**SET EXERCISE**
Render everything from the beginning of the listing down to the line containing "instruction: mark the region of every instance of the street" as a JSON list of strings, with one string per line and blank lines omitted.

**PROVIDED RECORDS**
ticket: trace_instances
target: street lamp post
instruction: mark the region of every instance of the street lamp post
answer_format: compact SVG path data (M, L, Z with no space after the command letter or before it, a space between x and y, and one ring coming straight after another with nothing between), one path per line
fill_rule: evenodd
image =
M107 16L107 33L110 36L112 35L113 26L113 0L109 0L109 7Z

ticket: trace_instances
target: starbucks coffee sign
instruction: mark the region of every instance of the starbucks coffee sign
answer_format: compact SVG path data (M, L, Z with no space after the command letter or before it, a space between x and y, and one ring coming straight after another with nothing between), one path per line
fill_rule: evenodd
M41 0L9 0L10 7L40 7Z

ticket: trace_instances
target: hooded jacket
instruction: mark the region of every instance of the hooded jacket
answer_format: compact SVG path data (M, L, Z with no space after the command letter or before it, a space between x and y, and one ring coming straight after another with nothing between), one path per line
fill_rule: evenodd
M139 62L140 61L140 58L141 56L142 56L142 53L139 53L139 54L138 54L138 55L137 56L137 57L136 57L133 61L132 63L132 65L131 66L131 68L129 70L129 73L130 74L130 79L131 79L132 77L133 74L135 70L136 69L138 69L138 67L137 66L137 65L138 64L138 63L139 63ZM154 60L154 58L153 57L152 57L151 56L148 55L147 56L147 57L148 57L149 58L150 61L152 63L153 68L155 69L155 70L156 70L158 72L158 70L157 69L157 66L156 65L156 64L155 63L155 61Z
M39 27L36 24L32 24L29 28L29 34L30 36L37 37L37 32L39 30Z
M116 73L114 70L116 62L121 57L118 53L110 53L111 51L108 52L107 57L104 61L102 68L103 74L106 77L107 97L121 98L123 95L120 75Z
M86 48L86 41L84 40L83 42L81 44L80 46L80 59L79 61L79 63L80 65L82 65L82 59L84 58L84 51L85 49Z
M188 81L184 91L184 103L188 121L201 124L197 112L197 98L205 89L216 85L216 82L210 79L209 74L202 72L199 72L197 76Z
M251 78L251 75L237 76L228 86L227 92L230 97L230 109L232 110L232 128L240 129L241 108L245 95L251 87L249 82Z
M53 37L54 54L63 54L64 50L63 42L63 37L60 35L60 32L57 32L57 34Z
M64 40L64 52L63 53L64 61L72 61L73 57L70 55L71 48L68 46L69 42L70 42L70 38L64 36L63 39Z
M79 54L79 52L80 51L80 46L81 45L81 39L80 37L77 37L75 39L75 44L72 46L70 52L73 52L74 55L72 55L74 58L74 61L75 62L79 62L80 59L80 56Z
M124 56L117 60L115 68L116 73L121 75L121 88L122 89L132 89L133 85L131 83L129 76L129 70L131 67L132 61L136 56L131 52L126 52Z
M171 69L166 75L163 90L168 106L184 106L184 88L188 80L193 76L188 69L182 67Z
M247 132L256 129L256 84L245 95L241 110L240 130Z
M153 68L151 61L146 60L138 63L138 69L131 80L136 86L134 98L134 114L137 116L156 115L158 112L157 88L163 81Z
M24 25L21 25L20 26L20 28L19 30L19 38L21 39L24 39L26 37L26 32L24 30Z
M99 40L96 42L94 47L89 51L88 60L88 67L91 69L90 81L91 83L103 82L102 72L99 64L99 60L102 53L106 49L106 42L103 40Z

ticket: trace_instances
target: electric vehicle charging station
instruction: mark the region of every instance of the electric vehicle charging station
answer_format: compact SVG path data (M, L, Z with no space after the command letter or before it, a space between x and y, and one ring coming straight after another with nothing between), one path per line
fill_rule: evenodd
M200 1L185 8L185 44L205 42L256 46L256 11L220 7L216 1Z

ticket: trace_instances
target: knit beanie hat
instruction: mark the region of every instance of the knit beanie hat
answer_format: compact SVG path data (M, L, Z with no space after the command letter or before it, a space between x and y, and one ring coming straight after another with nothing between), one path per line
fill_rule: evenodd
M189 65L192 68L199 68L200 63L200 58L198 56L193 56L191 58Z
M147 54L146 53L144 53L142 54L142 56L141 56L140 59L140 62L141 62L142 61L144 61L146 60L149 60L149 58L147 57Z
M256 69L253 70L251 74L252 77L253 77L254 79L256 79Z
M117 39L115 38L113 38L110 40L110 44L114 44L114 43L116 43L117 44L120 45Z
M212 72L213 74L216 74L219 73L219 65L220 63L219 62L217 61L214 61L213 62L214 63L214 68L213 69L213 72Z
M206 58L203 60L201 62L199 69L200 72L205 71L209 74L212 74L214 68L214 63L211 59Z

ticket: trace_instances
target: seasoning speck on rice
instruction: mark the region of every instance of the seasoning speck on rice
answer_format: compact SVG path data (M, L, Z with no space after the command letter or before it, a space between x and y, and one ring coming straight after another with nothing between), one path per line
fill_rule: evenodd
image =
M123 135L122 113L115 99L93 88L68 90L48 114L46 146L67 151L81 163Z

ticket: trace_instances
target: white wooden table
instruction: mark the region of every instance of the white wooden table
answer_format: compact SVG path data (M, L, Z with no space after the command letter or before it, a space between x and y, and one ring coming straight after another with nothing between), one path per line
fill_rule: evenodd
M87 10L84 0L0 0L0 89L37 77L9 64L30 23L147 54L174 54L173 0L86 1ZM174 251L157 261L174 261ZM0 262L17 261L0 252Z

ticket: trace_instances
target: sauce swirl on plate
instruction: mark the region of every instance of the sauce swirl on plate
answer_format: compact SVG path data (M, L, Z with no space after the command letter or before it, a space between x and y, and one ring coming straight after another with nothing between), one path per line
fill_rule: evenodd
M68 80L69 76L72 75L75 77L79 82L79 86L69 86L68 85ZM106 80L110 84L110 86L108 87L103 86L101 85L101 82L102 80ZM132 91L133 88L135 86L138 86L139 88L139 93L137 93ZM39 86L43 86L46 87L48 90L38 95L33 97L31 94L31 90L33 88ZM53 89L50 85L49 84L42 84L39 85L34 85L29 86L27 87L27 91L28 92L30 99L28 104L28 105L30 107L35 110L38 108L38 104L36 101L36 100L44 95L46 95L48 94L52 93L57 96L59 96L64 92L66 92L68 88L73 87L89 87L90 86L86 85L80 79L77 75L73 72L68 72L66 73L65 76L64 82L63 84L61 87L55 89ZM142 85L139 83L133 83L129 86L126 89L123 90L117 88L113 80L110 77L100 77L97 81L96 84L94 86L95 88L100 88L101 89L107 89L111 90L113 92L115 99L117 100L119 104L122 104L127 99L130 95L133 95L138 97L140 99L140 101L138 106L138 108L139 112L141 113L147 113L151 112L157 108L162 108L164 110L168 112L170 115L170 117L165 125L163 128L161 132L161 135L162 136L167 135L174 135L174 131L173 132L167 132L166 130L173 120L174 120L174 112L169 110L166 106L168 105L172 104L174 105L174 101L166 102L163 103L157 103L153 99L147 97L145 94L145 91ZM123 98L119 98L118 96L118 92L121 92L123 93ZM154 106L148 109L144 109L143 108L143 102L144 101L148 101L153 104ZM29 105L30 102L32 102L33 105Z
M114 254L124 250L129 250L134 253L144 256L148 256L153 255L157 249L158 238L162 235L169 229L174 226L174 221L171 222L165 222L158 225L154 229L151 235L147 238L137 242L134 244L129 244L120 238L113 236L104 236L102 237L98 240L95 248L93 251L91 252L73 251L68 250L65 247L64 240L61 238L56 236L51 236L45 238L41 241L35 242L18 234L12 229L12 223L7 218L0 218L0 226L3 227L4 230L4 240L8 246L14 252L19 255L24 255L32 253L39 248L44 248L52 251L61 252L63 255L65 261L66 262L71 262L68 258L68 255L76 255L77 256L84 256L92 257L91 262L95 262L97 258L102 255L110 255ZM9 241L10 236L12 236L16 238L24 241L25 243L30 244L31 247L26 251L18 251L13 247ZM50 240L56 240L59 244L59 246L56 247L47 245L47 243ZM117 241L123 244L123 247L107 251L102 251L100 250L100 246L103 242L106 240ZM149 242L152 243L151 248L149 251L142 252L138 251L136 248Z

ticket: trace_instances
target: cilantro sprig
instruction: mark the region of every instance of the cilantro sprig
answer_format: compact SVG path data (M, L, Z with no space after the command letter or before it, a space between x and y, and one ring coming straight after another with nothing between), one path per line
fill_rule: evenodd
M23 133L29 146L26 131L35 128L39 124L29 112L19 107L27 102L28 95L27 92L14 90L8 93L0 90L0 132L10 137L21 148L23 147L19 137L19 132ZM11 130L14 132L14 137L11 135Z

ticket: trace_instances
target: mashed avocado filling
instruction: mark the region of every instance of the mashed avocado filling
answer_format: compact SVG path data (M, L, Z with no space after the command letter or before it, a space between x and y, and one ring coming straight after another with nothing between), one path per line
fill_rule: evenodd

**SOLUTION**
[
  "ticket: trace_instances",
  "target: street lamp post",
  "instruction: mark the region of every instance of the street lamp post"
]